BEGIN

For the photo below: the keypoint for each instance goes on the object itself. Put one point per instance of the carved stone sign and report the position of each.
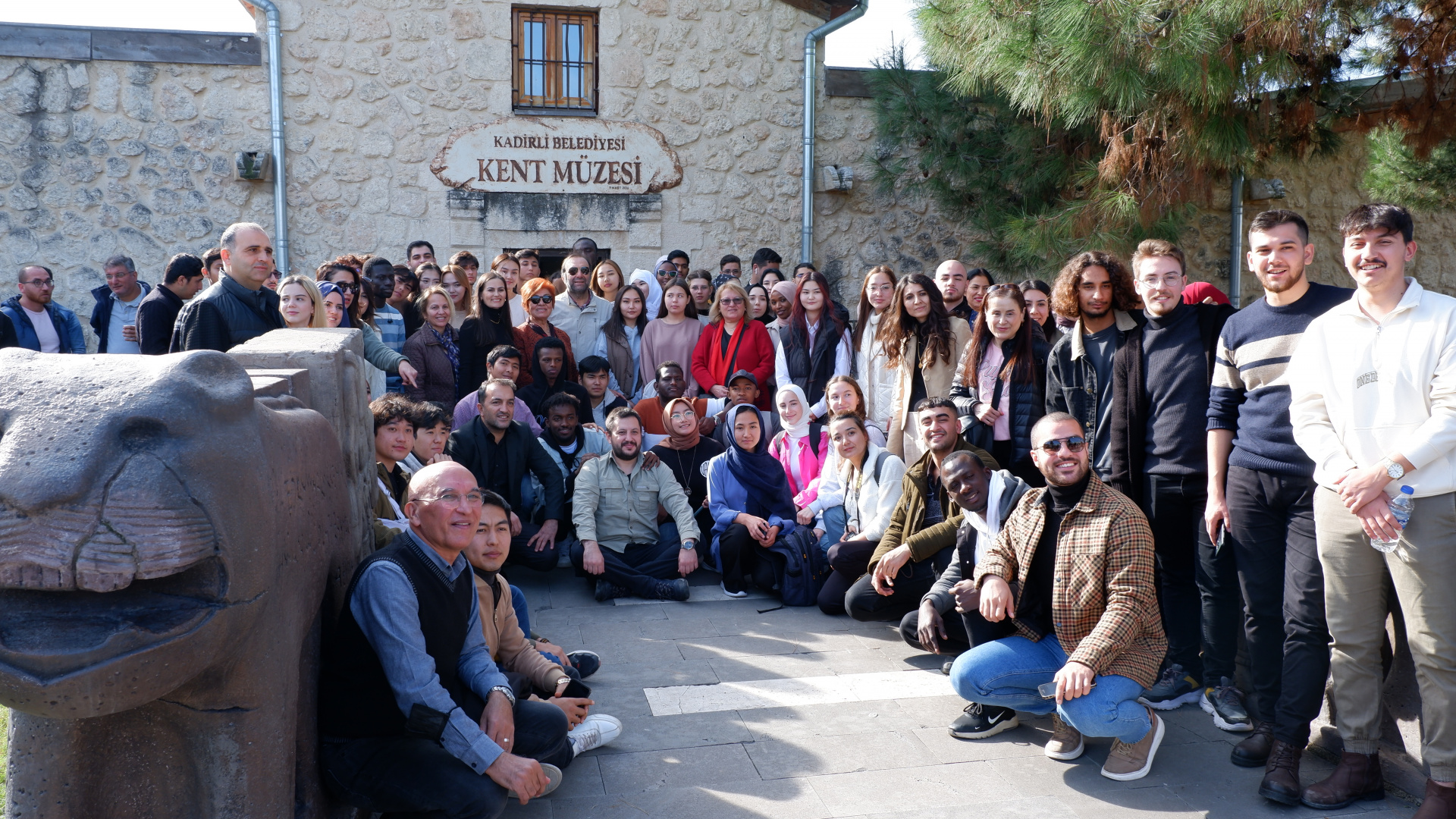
(548, 155)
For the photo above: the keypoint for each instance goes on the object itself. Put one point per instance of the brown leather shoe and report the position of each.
(1440, 802)
(1357, 777)
(1254, 751)
(1282, 774)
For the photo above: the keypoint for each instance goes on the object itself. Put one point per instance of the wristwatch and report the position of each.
(507, 691)
(1394, 469)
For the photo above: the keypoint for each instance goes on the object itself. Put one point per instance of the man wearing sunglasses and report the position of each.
(580, 312)
(1085, 610)
(39, 322)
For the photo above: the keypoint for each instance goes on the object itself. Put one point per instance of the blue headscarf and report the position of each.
(325, 287)
(759, 472)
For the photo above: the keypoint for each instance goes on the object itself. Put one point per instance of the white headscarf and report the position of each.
(802, 426)
(654, 290)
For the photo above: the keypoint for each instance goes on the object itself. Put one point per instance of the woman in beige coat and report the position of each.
(924, 346)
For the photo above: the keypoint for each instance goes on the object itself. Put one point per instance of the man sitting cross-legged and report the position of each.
(414, 716)
(532, 673)
(615, 510)
(1085, 610)
(948, 620)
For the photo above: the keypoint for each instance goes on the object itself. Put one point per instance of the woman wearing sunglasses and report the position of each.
(539, 299)
(730, 343)
(1002, 381)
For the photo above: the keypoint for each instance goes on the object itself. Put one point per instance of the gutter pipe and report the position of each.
(275, 114)
(810, 61)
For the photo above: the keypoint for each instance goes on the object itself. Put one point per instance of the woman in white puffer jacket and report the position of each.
(870, 356)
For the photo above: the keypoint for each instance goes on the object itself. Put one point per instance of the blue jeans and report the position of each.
(1006, 673)
(833, 528)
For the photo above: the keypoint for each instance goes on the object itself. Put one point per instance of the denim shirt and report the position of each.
(388, 613)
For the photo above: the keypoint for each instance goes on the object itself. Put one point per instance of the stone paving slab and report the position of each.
(884, 755)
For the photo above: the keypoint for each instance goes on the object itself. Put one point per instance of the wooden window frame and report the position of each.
(548, 58)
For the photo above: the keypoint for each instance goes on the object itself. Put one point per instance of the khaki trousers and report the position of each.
(1424, 575)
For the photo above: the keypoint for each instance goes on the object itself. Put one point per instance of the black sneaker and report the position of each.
(1171, 689)
(981, 722)
(672, 589)
(1225, 704)
(606, 591)
(584, 662)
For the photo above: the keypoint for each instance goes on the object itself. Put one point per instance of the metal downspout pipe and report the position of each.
(275, 114)
(810, 58)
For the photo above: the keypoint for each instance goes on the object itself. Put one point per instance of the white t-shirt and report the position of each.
(44, 330)
(123, 314)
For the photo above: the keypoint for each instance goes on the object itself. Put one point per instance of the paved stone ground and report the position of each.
(880, 758)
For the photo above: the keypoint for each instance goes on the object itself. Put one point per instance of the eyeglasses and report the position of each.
(472, 499)
(1075, 444)
(1166, 280)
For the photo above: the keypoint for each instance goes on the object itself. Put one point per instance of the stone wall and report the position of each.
(1323, 191)
(104, 156)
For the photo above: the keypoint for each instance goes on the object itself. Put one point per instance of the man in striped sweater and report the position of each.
(1261, 491)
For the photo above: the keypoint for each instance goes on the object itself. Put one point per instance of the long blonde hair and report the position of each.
(319, 319)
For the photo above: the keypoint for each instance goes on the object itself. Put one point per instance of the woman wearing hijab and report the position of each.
(541, 299)
(731, 343)
(816, 346)
(685, 452)
(548, 381)
(435, 350)
(488, 327)
(750, 502)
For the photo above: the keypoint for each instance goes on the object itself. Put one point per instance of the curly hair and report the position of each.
(1065, 290)
(897, 327)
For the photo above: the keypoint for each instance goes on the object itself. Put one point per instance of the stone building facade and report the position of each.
(102, 156)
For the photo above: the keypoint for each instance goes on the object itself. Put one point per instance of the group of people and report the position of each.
(1082, 491)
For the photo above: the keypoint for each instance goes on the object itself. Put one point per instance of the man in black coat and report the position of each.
(1159, 457)
(237, 308)
(500, 452)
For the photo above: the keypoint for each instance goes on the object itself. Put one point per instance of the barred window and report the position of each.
(554, 57)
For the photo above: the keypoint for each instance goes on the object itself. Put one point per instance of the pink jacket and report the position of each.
(805, 487)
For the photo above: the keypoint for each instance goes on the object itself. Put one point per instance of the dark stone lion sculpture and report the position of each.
(166, 542)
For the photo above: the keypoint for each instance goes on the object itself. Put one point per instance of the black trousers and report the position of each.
(745, 560)
(1197, 589)
(965, 632)
(406, 777)
(913, 580)
(638, 569)
(1272, 522)
(849, 560)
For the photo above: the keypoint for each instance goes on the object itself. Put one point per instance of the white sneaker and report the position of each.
(552, 781)
(595, 732)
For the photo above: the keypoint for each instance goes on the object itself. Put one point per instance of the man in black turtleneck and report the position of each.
(1161, 381)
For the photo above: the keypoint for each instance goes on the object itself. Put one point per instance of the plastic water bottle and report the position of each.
(1401, 509)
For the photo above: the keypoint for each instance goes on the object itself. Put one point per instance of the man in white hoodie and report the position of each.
(1373, 404)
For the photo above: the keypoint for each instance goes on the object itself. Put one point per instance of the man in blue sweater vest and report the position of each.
(1261, 491)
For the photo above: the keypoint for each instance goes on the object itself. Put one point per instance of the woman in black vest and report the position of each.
(816, 346)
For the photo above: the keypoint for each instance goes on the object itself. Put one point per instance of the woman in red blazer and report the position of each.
(730, 343)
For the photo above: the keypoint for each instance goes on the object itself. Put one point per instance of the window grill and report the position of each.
(554, 61)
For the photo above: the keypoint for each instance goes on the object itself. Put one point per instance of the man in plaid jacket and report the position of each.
(1074, 569)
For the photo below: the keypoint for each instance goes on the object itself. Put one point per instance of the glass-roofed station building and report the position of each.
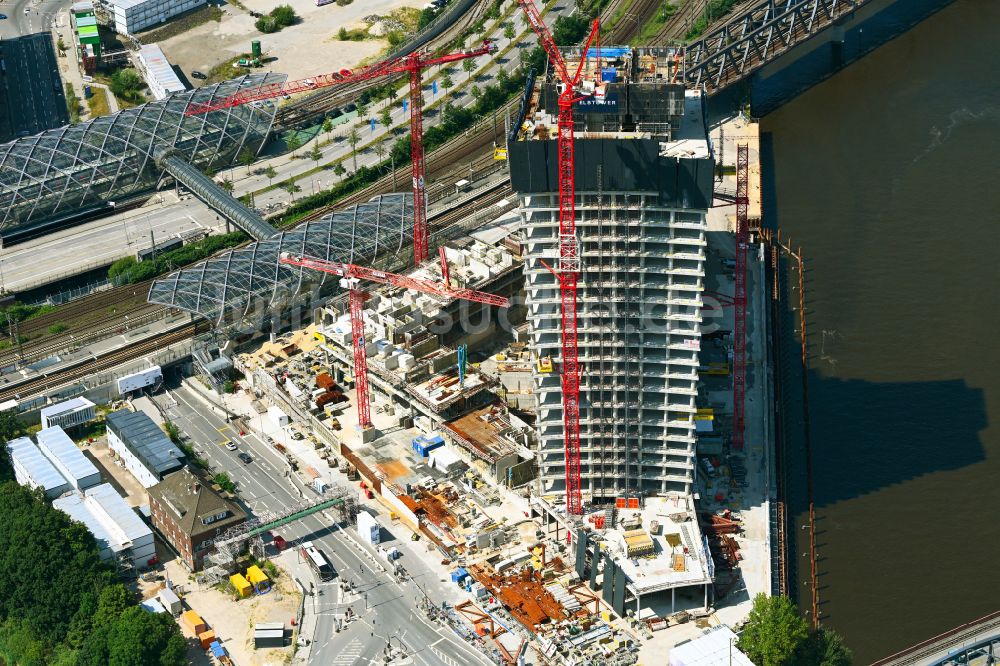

END

Please pick out every line of the material above that contains the string "headscarf", matching case exactly, and copy each of those lines.

For the photo above: the keypoint for each instance goes on the object itself. Put one point per instance of the blue headscarf and report the position of each.
For the photo above: the keypoint for each instance goes on the object itself. Put one point per instance of the white headscarf and report the position of each.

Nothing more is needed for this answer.